■ **Aufgaben**:
a) Schreib alle Darstellerinnen und Darsteller auf, die im Textauszug zusammen mit ihrer Rolle genannt werden, und gib zu jedem die Rolle an.
b) Zitiere aus dem Textauszug die Stelle von „Erik Petersen inszeniert“ bis „auf der Bahnsteigebene.“.
c) Beantworte anhand des Textauszugs diese Fragen:
(i) Wer leitet das Beethoven-Orchester?
(ii) Wo lässt Dirk Hofacker die Gangs spielen?
(iii) Wer sind laut Textauszug die Sharks?

====== Textauszug

Romeo und Julia in der Bronx – Bernsteins zeitloses Meisterwerk „West Side Story“ in der Oper Bonn

Oper Bonn/West Side Story/ Jan Rekeszus (Tony), Marie Heeschen (Maria), Ensemble © Thilo Beu

Erik Petersen inszeniert Leonard Bernsteins unsterbliches Musical in einer umwerfenden Choreographie von Sabine Arthold mit einem hervorragenden Tanzensemble und einem beeindruckenden Orchestersound des Beethoven-Orchesters unter der Leitung von Daniel Johannes Mayr. Herausragende Darsteller sind Jan Rekeszus als Tony, Dorina Garuci als Anita und Marie Heeschen als Maria.(Besuchte Vorstellung v. 15.9.2019)

 

Man wird die Hochhäuser mit den Feuerleitern auf rotem Hintergrund, Ikonen der „West Side Story“ vom Filmplakat, vergeblich suchen. Dirk Hofacker (Bühnenbild und Kostüme) lässt die Gangs in einer U-Bahn-Haltestelle Downtown agieren. Die Schneiderwerkstatt, in der Maria arbeitet, ist im zweiten Stock, der Zeitungskiosk, in dem Tony beschäftigt ist, auf der Bahnsteigebene.

Die im Hintergrund bzw. im Vordergrund einfahrenden Züge ermöglichen schnellen Szenenwechsel, die Treppen und U-Bahn-Wagen akrobatisch anmutende Tanzszenen. Eine Hausfassade mit Marias Fenster kann von oben herabgelassen werden, davor spielt sich die berühmte Balkonszene ab.

Oper Bonn/West Side Story/ Dorina Garuci (Anita),Andreas Wolfram (Bernardo), Ensemble
© Thilo Beu

Die rivalisierenden Jugendgangs der Jets (in Amerika geborene Teenager), und Sharks (puertoricanische Einwanderer der ersten Generation) kämpfen um das Revier der Jets, und es kommt immer wieder zu Konflikten und Schlägereien, die mit spannend choreographierten Tänzen verdeutlicht werden. Für Police Officer Krupke (Stefan Viering) und Sozialarbeiter Schrank (Daniel Berger) sind diese Jugendgangs Stammkunden mit ihrer Kleinkriminalität.

============
====== Bereitgestellte Angaben

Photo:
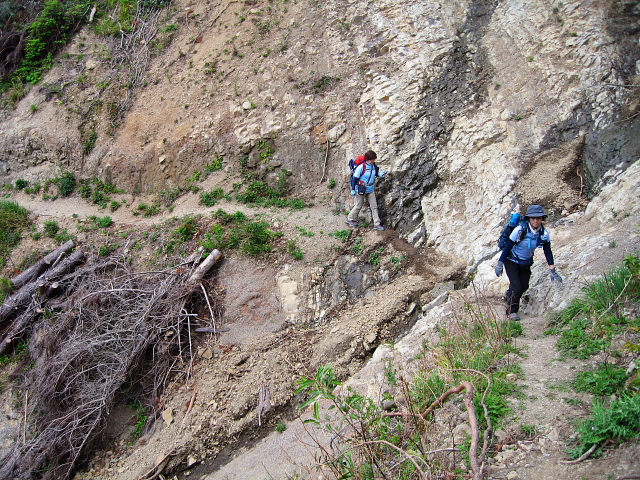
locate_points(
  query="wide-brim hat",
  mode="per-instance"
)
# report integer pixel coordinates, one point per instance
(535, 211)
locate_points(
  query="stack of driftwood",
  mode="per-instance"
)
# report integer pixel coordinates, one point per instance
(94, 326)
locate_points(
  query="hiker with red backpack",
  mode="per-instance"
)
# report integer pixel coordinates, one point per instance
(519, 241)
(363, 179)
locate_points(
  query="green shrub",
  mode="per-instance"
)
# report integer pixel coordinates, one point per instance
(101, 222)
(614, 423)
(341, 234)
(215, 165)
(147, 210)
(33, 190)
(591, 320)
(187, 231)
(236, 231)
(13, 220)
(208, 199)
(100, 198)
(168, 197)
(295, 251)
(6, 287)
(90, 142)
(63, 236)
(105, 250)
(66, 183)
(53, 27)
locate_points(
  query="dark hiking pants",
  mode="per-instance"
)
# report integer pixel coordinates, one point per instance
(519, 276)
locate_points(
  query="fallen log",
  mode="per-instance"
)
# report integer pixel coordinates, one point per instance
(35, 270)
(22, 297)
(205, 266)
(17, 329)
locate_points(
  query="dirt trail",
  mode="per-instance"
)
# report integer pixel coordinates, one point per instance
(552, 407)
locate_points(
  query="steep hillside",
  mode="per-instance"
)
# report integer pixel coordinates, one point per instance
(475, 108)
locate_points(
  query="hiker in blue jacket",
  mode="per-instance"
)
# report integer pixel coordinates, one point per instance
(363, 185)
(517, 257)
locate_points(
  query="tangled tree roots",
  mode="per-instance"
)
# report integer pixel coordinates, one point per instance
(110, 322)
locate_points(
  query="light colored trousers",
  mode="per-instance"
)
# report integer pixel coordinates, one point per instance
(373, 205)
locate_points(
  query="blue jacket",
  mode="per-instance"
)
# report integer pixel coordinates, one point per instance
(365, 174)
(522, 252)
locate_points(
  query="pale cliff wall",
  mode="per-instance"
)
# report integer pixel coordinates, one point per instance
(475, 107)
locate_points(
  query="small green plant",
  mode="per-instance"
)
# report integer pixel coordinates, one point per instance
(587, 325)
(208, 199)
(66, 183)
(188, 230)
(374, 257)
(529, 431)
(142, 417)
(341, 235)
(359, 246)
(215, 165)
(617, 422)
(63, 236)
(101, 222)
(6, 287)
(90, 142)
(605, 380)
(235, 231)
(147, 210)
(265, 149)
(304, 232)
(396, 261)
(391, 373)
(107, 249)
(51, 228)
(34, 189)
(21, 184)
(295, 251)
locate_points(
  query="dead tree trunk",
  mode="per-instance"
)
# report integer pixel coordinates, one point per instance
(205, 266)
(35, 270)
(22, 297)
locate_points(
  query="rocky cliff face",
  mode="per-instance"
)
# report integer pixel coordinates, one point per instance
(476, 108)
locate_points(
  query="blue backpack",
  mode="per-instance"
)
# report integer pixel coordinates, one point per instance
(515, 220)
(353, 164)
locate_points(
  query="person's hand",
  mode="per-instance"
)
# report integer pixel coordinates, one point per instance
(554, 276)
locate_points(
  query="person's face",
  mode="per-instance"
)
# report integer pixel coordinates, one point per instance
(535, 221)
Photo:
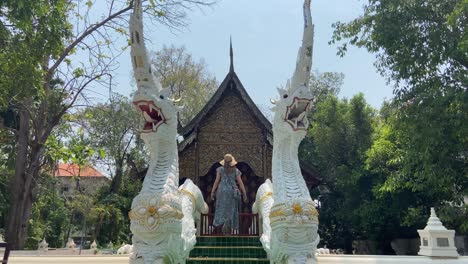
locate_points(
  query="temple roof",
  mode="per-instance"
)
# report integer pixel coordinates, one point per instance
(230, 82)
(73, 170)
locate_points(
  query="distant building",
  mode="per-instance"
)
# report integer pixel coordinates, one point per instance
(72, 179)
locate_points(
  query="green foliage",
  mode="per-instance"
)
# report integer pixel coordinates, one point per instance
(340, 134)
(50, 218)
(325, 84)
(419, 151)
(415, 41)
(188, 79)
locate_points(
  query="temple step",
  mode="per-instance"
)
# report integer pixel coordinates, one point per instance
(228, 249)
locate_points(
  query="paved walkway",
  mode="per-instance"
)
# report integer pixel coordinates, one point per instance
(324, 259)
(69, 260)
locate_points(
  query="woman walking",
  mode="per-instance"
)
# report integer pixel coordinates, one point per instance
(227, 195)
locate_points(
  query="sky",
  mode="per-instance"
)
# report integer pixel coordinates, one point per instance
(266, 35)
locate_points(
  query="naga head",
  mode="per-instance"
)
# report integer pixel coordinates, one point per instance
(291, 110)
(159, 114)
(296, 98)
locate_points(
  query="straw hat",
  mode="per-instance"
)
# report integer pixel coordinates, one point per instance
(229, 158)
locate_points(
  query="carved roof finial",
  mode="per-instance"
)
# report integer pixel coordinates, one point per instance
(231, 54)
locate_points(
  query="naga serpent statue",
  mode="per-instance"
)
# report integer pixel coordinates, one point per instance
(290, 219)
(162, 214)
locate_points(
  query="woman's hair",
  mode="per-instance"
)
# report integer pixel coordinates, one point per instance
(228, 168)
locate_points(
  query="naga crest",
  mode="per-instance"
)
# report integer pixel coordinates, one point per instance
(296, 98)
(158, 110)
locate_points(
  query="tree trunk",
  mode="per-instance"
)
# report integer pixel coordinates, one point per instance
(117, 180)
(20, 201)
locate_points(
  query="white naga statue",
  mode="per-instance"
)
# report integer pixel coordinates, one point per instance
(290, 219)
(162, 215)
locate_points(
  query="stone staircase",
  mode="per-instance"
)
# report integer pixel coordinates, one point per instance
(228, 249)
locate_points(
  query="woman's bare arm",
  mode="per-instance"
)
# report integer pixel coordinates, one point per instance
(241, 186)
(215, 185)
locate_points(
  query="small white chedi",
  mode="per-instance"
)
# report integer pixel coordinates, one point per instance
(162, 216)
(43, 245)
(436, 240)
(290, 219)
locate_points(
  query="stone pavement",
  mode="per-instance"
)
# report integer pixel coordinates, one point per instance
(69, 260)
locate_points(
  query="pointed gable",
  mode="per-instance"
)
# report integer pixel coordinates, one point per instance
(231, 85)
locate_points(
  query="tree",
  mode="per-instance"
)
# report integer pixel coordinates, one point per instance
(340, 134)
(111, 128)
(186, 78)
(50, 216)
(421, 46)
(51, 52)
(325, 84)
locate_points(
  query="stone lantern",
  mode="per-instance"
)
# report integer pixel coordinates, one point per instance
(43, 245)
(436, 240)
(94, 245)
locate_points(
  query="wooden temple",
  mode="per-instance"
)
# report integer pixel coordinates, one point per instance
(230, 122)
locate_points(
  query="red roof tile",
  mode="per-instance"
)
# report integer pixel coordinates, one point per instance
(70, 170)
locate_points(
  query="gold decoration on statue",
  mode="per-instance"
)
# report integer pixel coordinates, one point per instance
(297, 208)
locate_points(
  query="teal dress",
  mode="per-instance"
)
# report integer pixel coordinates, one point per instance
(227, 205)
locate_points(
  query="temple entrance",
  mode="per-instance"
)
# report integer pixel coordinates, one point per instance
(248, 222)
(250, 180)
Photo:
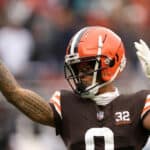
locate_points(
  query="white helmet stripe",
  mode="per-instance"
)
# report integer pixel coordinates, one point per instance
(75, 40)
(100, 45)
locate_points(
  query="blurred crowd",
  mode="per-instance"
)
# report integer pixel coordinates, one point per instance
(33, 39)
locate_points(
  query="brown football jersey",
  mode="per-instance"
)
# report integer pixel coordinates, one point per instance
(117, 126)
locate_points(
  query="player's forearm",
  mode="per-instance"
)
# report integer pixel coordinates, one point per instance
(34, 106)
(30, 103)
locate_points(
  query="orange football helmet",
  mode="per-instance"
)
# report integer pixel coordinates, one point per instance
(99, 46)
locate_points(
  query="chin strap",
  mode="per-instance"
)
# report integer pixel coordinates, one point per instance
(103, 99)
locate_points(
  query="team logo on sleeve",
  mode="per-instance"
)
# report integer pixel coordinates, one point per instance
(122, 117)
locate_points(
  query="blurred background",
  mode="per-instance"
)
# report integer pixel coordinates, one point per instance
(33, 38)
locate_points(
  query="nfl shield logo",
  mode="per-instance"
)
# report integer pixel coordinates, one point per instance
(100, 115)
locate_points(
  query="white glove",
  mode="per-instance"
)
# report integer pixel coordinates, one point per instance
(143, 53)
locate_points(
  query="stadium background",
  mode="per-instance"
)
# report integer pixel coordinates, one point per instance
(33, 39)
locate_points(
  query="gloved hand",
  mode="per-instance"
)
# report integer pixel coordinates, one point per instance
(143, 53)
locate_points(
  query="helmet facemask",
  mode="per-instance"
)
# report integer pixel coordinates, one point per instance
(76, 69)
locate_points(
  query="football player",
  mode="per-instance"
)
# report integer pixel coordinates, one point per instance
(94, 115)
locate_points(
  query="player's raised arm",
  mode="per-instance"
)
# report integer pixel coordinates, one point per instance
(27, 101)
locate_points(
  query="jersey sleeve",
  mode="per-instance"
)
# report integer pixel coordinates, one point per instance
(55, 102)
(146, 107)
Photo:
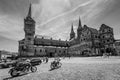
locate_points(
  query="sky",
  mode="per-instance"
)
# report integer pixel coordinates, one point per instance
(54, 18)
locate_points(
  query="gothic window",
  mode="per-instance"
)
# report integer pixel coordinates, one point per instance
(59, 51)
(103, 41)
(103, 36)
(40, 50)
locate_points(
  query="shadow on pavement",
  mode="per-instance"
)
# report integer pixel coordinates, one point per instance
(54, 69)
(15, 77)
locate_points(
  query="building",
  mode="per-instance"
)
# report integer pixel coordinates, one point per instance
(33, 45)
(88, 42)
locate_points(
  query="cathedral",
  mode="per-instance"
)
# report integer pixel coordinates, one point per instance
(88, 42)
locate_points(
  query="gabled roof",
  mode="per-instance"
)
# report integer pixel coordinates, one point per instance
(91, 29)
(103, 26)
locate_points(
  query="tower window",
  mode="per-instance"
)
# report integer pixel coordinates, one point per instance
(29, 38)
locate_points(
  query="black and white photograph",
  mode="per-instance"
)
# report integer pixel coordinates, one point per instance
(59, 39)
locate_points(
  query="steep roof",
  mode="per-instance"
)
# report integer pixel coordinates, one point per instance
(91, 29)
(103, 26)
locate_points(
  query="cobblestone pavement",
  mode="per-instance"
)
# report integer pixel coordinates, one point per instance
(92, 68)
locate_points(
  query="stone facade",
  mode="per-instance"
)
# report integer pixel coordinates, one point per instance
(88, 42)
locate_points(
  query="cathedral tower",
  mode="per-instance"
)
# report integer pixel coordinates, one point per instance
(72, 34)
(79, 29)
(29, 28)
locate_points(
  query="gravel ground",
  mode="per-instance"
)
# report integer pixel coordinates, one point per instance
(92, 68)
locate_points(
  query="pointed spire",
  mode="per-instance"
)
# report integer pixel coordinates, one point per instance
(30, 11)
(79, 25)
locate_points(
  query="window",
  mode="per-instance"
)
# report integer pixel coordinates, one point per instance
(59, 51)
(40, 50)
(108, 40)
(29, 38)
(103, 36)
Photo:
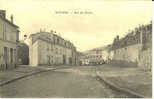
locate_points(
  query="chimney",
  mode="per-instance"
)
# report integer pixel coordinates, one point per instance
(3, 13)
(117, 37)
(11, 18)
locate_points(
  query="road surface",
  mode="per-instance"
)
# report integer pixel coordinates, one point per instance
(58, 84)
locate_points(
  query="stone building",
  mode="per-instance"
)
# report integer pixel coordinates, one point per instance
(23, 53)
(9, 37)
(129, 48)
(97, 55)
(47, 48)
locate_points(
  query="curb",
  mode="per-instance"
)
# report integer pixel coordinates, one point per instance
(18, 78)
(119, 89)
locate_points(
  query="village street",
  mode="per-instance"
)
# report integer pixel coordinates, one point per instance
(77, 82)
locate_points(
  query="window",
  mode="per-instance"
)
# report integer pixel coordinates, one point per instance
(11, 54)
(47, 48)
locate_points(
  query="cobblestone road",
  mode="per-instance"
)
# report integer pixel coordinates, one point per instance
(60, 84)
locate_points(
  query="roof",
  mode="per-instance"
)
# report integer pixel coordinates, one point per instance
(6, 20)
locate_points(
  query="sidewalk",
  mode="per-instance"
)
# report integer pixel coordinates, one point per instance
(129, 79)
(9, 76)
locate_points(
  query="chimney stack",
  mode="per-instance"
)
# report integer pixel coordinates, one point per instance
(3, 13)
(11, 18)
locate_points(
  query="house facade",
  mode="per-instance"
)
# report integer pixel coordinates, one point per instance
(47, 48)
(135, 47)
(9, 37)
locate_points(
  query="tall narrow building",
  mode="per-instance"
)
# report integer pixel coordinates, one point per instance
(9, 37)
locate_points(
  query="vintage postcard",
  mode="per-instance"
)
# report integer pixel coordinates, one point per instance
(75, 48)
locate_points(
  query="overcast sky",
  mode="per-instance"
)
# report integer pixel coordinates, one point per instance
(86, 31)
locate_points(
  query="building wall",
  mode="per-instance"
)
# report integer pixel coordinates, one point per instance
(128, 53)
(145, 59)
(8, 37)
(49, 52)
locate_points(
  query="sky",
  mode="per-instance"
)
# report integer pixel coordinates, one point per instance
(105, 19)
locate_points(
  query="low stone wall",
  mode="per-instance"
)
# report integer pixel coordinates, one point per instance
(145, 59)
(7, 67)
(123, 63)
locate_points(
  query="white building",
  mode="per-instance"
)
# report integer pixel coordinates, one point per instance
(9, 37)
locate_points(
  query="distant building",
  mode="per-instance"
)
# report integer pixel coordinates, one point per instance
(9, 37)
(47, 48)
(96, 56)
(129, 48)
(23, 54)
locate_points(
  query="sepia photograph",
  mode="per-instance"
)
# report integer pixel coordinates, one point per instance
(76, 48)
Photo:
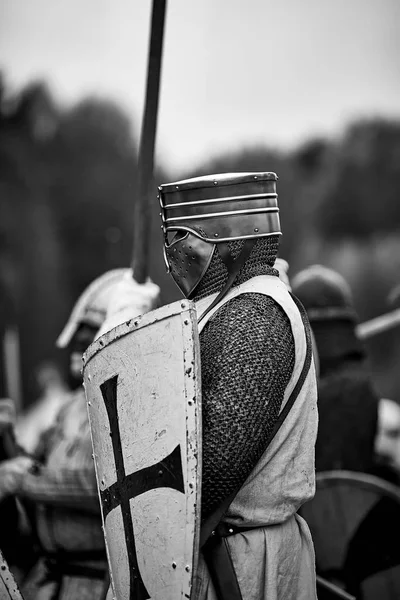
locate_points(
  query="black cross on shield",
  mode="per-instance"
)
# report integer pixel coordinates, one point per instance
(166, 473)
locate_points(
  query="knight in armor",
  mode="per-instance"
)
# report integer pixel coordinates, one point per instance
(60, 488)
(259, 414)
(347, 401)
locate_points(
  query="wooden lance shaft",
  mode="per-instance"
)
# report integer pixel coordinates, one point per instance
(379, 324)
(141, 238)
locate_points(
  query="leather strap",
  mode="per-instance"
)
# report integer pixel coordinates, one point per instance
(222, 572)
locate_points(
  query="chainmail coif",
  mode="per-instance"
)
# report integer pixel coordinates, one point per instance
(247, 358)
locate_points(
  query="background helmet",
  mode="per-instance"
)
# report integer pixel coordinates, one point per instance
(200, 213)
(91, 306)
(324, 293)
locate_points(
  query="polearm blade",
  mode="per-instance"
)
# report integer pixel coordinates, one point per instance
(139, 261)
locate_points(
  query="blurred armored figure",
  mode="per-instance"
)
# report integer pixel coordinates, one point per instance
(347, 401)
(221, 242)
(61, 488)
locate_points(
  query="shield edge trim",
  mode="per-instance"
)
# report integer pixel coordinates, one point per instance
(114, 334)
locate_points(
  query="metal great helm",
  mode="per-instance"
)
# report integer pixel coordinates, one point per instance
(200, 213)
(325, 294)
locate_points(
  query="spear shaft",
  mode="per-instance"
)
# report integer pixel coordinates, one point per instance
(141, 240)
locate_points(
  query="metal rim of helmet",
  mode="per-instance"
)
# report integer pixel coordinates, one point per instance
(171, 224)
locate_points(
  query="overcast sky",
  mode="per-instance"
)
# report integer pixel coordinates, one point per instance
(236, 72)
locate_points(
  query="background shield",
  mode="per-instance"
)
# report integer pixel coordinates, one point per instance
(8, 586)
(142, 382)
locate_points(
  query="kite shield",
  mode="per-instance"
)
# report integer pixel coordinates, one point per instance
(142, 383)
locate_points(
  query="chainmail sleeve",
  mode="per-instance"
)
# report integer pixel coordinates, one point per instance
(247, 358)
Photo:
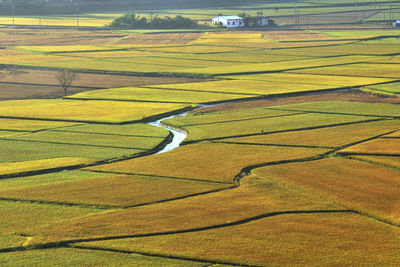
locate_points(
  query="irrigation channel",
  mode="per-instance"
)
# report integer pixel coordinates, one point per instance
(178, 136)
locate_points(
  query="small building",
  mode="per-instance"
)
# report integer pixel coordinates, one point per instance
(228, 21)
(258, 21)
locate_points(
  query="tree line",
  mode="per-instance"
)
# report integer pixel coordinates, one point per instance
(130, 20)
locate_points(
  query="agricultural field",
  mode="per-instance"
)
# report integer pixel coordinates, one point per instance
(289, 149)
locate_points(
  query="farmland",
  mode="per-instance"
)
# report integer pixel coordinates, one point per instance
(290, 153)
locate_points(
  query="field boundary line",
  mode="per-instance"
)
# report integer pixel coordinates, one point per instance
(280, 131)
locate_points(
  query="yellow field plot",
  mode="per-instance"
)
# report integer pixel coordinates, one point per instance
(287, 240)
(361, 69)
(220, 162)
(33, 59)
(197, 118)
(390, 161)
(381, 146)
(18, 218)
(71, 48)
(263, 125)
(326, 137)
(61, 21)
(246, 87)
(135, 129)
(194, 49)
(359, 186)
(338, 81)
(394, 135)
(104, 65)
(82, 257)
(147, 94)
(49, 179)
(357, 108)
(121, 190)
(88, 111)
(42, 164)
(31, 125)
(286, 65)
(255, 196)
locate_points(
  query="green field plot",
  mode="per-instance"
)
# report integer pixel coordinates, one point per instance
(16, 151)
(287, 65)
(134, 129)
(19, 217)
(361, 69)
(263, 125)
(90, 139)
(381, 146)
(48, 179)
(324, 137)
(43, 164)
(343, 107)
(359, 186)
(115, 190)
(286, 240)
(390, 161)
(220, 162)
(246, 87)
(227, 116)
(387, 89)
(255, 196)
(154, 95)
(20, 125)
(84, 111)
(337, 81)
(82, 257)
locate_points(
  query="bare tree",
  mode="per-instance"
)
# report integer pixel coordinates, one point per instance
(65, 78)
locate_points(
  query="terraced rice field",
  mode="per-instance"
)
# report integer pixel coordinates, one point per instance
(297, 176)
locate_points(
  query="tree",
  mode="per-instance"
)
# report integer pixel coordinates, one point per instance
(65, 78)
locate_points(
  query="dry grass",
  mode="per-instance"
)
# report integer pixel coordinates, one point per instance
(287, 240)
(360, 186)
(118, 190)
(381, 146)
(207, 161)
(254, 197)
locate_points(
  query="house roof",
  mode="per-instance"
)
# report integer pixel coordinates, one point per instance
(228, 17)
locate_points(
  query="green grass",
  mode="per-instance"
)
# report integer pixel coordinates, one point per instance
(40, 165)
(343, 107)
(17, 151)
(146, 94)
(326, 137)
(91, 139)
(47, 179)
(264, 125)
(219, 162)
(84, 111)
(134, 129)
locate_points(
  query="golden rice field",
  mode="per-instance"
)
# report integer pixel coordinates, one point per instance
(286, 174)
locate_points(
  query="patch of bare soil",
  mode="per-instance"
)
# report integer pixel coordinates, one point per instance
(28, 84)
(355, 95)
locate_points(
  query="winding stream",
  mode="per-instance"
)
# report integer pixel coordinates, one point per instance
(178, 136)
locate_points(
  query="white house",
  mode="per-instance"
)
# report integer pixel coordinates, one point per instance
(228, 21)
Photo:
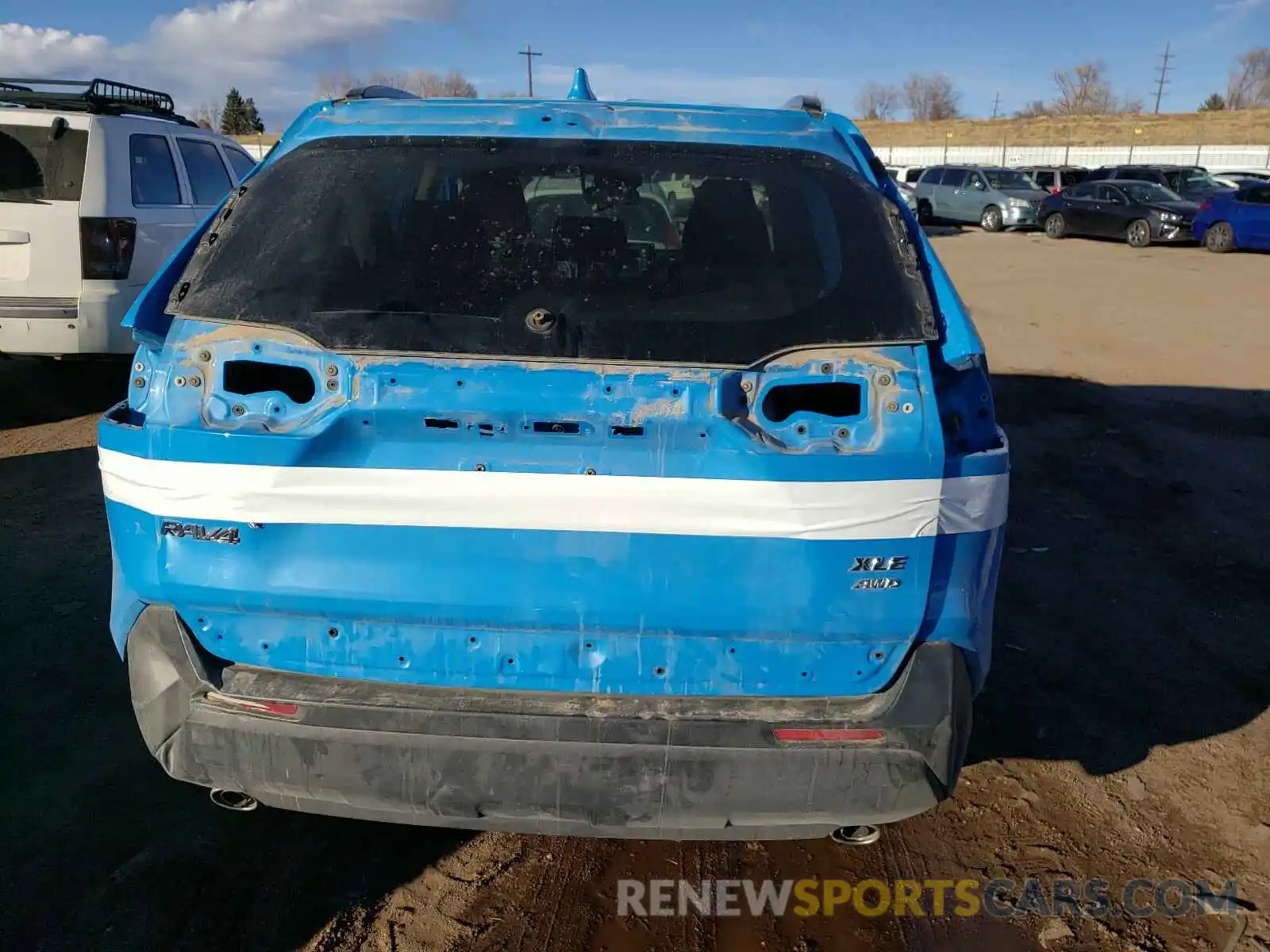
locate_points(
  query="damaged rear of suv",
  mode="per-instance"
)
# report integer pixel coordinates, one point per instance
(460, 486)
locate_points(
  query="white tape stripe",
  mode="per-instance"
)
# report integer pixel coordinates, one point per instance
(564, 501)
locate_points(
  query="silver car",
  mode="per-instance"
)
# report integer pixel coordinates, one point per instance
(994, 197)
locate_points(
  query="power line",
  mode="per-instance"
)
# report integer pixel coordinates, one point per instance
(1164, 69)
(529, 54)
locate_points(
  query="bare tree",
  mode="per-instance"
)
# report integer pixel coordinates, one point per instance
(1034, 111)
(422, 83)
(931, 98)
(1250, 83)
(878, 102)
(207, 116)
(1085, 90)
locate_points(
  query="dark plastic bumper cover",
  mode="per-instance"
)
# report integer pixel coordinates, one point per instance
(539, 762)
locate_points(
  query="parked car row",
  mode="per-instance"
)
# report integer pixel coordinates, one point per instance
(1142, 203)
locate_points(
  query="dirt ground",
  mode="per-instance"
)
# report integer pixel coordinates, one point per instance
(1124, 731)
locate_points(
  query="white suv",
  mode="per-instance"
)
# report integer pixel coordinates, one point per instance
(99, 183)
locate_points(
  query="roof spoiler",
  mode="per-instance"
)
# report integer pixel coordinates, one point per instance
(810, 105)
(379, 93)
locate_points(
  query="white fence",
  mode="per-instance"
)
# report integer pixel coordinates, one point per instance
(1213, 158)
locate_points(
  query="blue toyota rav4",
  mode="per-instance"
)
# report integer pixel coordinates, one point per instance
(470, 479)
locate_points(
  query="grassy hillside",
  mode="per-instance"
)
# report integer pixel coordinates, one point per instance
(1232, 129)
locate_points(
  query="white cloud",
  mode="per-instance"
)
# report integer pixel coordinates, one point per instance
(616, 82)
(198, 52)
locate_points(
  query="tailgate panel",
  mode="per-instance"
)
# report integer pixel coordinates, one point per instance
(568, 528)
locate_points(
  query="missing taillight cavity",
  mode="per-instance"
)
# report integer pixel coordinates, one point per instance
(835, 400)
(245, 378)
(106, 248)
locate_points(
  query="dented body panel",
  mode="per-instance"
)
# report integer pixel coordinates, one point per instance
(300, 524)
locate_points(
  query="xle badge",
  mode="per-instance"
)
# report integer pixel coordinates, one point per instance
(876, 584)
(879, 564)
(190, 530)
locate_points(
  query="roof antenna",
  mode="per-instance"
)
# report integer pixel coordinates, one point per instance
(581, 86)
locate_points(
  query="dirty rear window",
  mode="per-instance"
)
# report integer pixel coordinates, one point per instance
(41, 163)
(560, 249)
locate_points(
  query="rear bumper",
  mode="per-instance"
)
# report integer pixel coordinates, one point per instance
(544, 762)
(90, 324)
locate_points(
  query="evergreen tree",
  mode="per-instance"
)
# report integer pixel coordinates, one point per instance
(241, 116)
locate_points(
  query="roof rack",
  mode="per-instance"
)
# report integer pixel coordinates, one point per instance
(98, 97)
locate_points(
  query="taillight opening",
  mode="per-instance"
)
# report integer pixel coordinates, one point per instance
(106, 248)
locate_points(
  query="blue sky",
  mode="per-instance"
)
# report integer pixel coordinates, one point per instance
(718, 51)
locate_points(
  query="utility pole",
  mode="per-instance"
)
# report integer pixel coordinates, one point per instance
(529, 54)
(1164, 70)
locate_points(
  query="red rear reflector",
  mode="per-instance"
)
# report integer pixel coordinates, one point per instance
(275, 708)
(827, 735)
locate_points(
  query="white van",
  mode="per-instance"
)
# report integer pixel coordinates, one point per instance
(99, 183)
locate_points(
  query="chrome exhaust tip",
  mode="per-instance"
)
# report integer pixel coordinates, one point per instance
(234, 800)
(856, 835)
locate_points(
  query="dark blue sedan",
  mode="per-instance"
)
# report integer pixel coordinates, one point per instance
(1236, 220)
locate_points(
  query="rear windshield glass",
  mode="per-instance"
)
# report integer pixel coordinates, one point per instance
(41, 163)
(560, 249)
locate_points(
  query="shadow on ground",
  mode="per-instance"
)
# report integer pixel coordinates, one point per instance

============

■ **Erwartete Ergebnisse**:
a)
Jan Rekeszus – Tony
Marie Heeschen – Maria
Dorina Garuci – Anita
Andreas Wolfram – Bernardo
Stefan Viering – Police Officer Krupke
Daniel Berger – Sozialarbeiter Schrank

b)
Erik Petersen inszeniert Leonard Bernsteins unsterbliches Musical in einer umwerfenden Choreographie von Sabine Arthold mit einem hervorragenden Tanzensemble und einem beeindruckenden Orchestersound des Beethoven-Orchesters unter der Leitung von Daniel Johannes Mayr. Herausragende Darsteller sind Jan Rekeszus als Tony, Dorina Garuci als Anita und Marie Heeschen als Maria.(Besuchte Vorstellung v. 15.9.2019)

 

Man wird die Hochhäuser mit den Feuerleitern auf rotem Hintergrund, Ikonen der „West Side Story“ vom Filmplakat, vergeblich suchen. Dirk Hofacker (Bühnenbild und Kostüme) lässt die Gangs in einer U-Bahn-Haltestelle Downtown agieren. Die Schneiderwerkstatt, in der Maria arbeitet, ist im zweiten Stock, der Zeitungskiosk, in dem Tony beschäftigt ist, auf der Bahnsteigebene.

c)
(i) Daniel Johannes Mayr
(ii) In einer U-Bahn-Haltestelle Downtown
(iii) Puertoricanische Einwanderer der ersten Generation